Lista de tarefas:
**A)** No texto sobre o manuseio de vidro, qual porcentagem dos equipamentos da Glassec Viracon é automatizada?
**B)** Repita sem nenhuma mudança o trecho do texto sobre o manuseio de vidro que vai de "Na Glassec Viracon, onde" até "bordas do vidro.".
**C)** Transforme em lista o parágrafo do texto sobre o manuseio de vidro que começa com "Na indústria beneficiadora", mantendo os fatos principais.

Texto citado:
:::

Na Glassec Viracon, onde 70% dos equipamentos são automatizados, segundo o coordenador de logística Renato Batalha, a empresa implantou normas de conduta que motivam os funcionários a utilizarem todos os EPIs necessários, a movimentar os vidros com o máximo cuidado, evitar impactos e acondicioná-los em equipamentos adequados. O local de estocagem deve ser reservado e arejado, sem umidade e poeira, evitando contato com materiais que possam danificar as superfícies e bordas do vidro.

 

Na indústria beneficiadora, as chapas de vidro a granel são armazenadas temporariamente em cavaletes ou paliteiros, tanto antes como depois de sua manipulação. Dos cavaletes e colares, carregadoras automáticas levam o vidro até as mesas de corte, onde tem início uma ampla linha de processamento do vidro (corte, lapidação, têmpera, entre outros). Para movimentação do vidro jumbo, os equipamentos mais utilizados são pinças e ventosas operadas através de pontes rolantes ou muncks.

:::

(Registros de anotação de imagens)

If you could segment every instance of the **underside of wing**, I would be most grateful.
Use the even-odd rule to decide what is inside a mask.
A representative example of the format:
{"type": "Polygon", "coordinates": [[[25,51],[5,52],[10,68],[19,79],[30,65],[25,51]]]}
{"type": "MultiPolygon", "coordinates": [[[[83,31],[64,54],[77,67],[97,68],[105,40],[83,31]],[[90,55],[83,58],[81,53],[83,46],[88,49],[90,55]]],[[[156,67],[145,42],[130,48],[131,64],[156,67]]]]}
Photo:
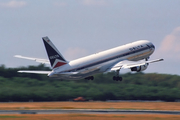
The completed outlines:
{"type": "Polygon", "coordinates": [[[35,73],[35,74],[49,74],[51,71],[29,71],[29,70],[20,70],[19,73],[35,73]]]}
{"type": "Polygon", "coordinates": [[[131,69],[134,67],[140,67],[140,66],[148,66],[149,63],[154,63],[154,62],[159,62],[159,61],[163,61],[163,59],[156,59],[156,60],[151,60],[151,61],[120,61],[118,63],[116,63],[115,65],[113,65],[112,67],[110,67],[106,72],[111,72],[111,71],[117,71],[120,69],[131,69]]]}
{"type": "Polygon", "coordinates": [[[142,65],[149,64],[149,63],[159,62],[159,61],[163,61],[163,59],[156,59],[156,60],[151,60],[151,61],[141,61],[141,62],[130,61],[128,64],[124,64],[122,66],[122,68],[124,68],[124,69],[133,68],[133,67],[142,66],[142,65]]]}
{"type": "Polygon", "coordinates": [[[27,59],[27,60],[34,60],[36,62],[43,63],[43,64],[50,64],[48,59],[25,57],[25,56],[21,56],[21,55],[15,55],[14,57],[22,58],[22,59],[27,59]]]}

:::

Respostas das tarefas:
**A)** 70% dos equipamentos.

**B)**
Na Glassec Viracon, onde 70% dos equipamentos são automatizados, segundo o coordenador de logística Renato Batalha, a empresa implantou normas de conduta que motivam os funcionários a utilizarem todos os EPIs necessários, a movimentar os vidros com o máximo cuidado, evitar impactos e acondicioná-los em equipamentos adequados. O local de estocagem deve ser reservado e arejado, sem umidade e poeira, evitando contato com materiais que possam danificar as superfícies e bordas do vidro.

**C)**
- As chapas de vidro a granel ficam guardadas por um tempo em cavaletes ou paliteiros, antes e depois de serem manipuladas.
- Carregadoras automáticas levam o vidro dos cavaletes e colares até as mesas de corte.
- Nas mesas de corte começa uma ampla linha de processamento, com etapas como corte, lapidação e têmpera.
- Para mover o vidro jumbo, os equipamentos mais usados são pinças e ventosas, operadas por pontes rolantes ou muncks.